• Problem set
a - In the passage on South Dakota's marijuana amendment, rewrite the paragraph beginning "In November 2020" as a short bulleted list that keeps its main facts.
b - Please carry on the passage about South Dakota's marijuana amendment, starting right after its final sentence.

• Quoted passage
**********
Justices upheld an earlier Circuit Court ruling that the amendment violated the state’s single-subject rule, itself a constitutional amendment approved by South Dakotans in 2018 (“No proposed amendment may embrace more than one subject.”) Justices said the proposal covered at least three distinct subject areas: legalization and regulation of marijuana, access to medical marijuana, and the cultivation and sale of hemp.

In November 2020, 54.1 percent of voters approved the amendment. A lawsuit seeking to overturn it was filed two weeks later by a county sheriff and a highway patrol officer. A separate voter-approved initiated measure legalizing medical marijuana in South Dakota still stands.

Elsewhere in the Midwest in 2021, bills to legalize and regulate medical marijuana were introduced in Indiana (HB 1026), Kansas (HB 2184 and SB 92) and Nebraska (LB 474) but failed to advance. A proposed constitutional amendment to legalize recreational marijuana also stalled in Nebraska’s Unicameral Legislature.
**********
• Record extracts
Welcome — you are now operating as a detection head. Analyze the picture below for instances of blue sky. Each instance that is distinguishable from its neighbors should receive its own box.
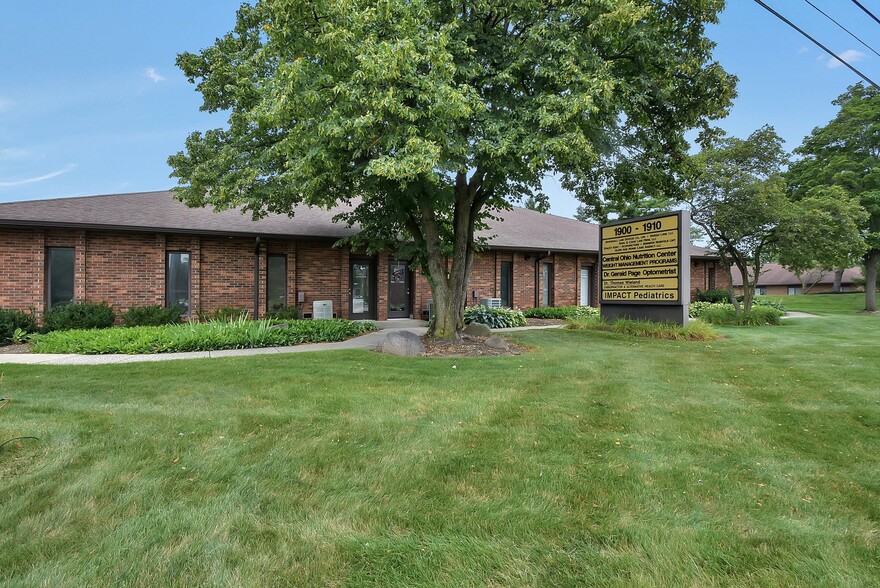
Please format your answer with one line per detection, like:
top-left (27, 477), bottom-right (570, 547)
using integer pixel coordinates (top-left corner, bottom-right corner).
top-left (0, 0), bottom-right (880, 216)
**********
• Results by task
a -
- South Dakota voters approved the amendment in November 2020 with 54.1 percent of the vote.
- Two weeks later, a county sheriff and a highway patrol officer filed a lawsuit to overturn it.
- A separate voter-approved initiated measure legalizing medical marijuana in the state remains in effect.

b -
Two Midwestern states currently legalize the recreational use of marijuana: Illinois, as the result of a bill approved by the General Assembly and signed by the governor in 2019; and Michigan, because of a voter-approved ballot proposal from 2018. According to the Chicago Sun-Times, total tax collections on marijuana sales had reached $563 million in Illinois as of late 2021. One-quarter of the revenue from excise taxes has been earmarked for a grant program that targets help for communities harmed by violence, excessive incarceration and economic disinvestment. Money also is going to local governments, the state’s general fund and budget stabilization fund, and substance abuse programs.